[Data listing]
Start

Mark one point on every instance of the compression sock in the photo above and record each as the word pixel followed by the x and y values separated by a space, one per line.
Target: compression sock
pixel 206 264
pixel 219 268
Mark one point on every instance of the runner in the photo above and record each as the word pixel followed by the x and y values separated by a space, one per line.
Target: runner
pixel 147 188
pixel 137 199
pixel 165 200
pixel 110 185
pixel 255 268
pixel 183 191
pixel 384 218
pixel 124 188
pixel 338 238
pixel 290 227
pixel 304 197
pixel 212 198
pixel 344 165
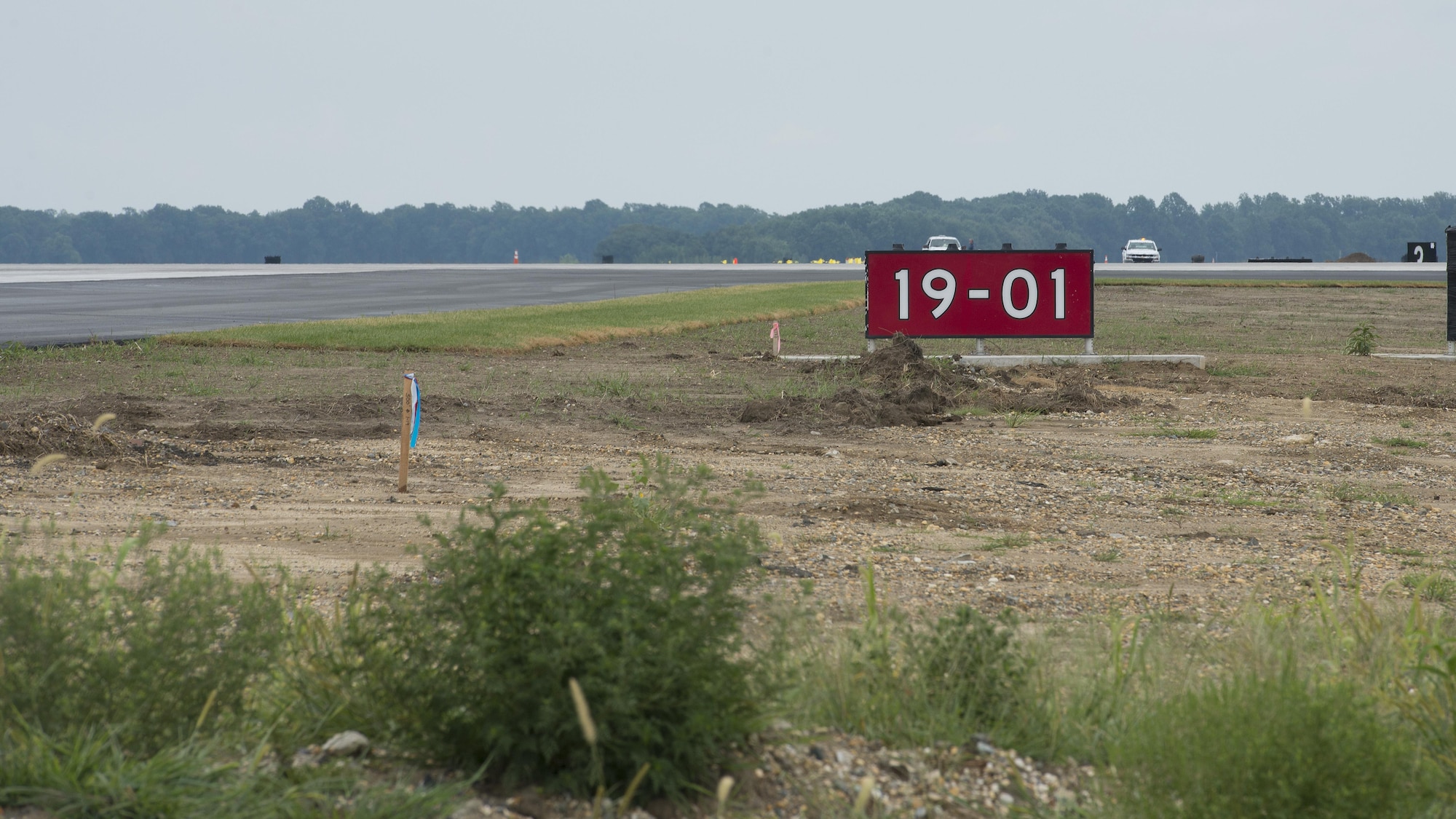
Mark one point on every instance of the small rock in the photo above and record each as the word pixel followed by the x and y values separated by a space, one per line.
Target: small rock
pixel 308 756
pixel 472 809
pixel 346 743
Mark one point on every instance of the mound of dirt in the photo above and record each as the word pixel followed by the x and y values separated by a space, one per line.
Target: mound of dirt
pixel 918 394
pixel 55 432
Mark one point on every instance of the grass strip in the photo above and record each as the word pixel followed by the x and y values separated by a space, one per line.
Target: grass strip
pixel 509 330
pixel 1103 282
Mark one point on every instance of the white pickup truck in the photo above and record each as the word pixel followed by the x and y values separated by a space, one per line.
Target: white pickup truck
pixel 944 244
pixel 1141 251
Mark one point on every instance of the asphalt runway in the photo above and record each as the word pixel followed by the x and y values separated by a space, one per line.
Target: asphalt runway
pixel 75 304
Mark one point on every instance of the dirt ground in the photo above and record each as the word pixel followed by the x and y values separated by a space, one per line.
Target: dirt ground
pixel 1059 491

End
Start

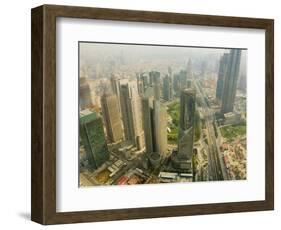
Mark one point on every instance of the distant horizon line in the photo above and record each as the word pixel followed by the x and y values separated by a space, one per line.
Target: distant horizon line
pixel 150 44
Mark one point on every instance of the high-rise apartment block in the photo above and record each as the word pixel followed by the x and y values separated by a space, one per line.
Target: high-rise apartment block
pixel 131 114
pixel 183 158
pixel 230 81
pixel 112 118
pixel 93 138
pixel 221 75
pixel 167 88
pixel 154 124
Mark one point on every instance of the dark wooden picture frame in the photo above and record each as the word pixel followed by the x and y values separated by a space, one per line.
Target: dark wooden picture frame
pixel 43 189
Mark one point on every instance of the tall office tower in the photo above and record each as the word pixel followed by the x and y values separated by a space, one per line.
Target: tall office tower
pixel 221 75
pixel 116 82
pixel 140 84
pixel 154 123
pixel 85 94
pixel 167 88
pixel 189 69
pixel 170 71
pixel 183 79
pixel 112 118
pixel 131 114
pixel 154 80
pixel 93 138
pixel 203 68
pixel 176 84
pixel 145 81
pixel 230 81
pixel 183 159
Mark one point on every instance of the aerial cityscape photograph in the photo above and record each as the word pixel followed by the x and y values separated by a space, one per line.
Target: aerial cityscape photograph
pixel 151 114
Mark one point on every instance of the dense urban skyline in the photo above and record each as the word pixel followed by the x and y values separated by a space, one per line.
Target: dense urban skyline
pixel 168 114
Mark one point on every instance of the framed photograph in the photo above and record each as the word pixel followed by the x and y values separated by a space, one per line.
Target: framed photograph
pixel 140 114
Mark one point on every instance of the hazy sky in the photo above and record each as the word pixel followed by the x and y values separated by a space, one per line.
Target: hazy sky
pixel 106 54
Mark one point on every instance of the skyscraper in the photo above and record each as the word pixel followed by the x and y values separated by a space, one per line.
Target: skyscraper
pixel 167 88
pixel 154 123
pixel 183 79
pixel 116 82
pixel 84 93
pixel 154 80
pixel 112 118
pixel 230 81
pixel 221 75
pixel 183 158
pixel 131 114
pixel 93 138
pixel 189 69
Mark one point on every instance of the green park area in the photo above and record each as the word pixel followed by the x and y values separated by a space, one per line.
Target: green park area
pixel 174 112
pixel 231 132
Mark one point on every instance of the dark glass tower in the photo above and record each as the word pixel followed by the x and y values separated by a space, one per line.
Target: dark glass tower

End
Start

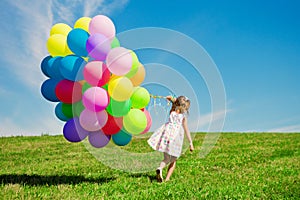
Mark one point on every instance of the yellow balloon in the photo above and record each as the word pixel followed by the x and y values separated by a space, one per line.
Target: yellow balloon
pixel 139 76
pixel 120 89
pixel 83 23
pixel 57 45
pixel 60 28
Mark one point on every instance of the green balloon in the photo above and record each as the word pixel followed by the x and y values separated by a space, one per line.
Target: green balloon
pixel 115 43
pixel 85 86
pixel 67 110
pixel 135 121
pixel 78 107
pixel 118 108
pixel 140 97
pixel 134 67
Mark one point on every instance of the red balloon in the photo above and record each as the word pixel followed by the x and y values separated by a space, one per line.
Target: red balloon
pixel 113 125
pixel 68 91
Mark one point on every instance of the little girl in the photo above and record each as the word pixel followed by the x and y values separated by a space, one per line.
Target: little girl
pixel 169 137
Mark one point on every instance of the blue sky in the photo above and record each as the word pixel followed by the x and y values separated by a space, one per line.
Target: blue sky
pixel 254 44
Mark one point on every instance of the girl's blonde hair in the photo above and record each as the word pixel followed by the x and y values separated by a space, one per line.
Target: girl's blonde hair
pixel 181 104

End

Edit the items from the line with "Mark one point on every instance of the blue" up to and including the line with "pixel 181 104", changing "blonde hair" to "golden hair" and keeping everything else the same. Give back only those lines.

Written solution:
Mark one point on every instance of the blue sky in the photo above and record each as the word pixel followed by the x and y values separated by a space, one per line.
Target: blue sky
pixel 254 44
Mark one point on every instance of the girl's golden hair in the photo above and record each as the word pixel followed by the x and y values separated by a space, one per line.
Target: girl's golden hair
pixel 181 104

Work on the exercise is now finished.